**Work to do:** Write the next few paragraphs of the article on why speech recognition hasn't improved, starting after its final paragraph.
:: Selected passage ::
Why Hasn’t Speech Recognition Gotten Better?
I got in my 2016 Toyota Sienna recently and asked for directions to an address, and it responded, “You want directions to McDonald’s, is that correct?” I tried again, enunciating, and I was asked if I’d like to find a Best Buy near me. No! So here it is, 2016, and speech technology is nowhere near that imagined in the classic sci-fi flick 2001: A Space Odyssey (released 48 years ago). Where is HAL? Not that I want him to take over my car, or run for president. My question is: Why isn’t speech technology better?
Sometimes I feel I’d be doing a disservice recommending speech technology to customers. A number of large companies still have older contact centers, where agents use mainframe “green screen” 3270 sessions and there is no IVR screen pop, and hence, no caller information. It seems foolish to recommend investing in an IVR user interface rather than updating the underlying infrastructure. At the end of the day, technology is supposed to be an enabler, not an end in itself.
As designers, we need to be honest with our customers; they view only one or two pieces of the puzzle while we see the whole picture. Even when technology works as we imagine it should, it will not fix broken processes or infrastructure. Our client’s customers will not be impressed with a glitzy user interface if underlying systems are unable to access relevant information quickly and accurately.
At a recent meeting, I asked how many people used and liked to use speech technology. Only one out of the 12 managers did. When I asked the remaining 11 why they didn’t, they cited reasons such as a disinclination to say sensitive information out loud over the phone, or the technology not allowing them to speak to a human when they needed to.
These answers don’t reflect a problem with speech technology so much as a problem of perception. (Why do callers prefer to say sensitive information to an agent instead of a machine, I’ve often wondered?) The bone of contention is not the technology itself, but rather a result of the caller’s ideas combined with a company’s policies and procedures. It seems that in our intense focus on the user interface, we often neglect the process itself, despite the fact that that is what drives the customer experience.
:::
:: Recorded data ::
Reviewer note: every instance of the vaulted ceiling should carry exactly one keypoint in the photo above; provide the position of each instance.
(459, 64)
:::
**Expected output:**
The fault clearly does not lie entirely with designers, but while speech technology has been manipulated for use in various products and services, the actual recognition rates and base algorithms are not moving forward as rapidly as in times past. Yet the licensing, development, and deployment remain expensive, especially if you throw multiple language options into the mix.
So why hasn’t speech recognition improved as rapidly over the past few years? Is it simply because it’s perceived as being “good enough,” and people are willing to overlook its deficiencies? Have we become so complacent that now we’re satisfied with speech working part of the time? Or perhaps customer service has been bad for so long that any attempt to improve will make people feel we’re on the right track?
Over the past 10 years, the speech community has invested in marketing and sales but made little to no incremental enhancements of the technology itself. Whether in cars, in IVR systems, or on PCs, speech technology is simply not good enough to use all of the time. And even though Siri is a hit and Google is now a verb, high implementation costs prohibit either from being used by companies for their voice self-service systems.
Where does that leave speech scientists or VUI designers? How do we assist with the demand for better service? Some companies are going back to “press or say” options to offer speech without the expense. Directed dialogue and, for those companies that can afford it, natural language have also been successfully implemented. But even agent-assisted IVR, with its 100 percent recognition rate, comes up short, for it does not qualify as true speech recognition technology.
Anyway, back to my vehicle: I complained to Toyota about how poorly the speech technology performed, and they upgraded the software. I picked up the van and tested it out by asking for directions to my house. The Sienna responded by offering directions to McDonald’s! If the car insists on leading me to restaurants, I only wish it had better taste.
Vicki Broman is the manager of the voice user interface (VUI) design team at eLoyalty, part of the Customer Technology Services division at Teletech.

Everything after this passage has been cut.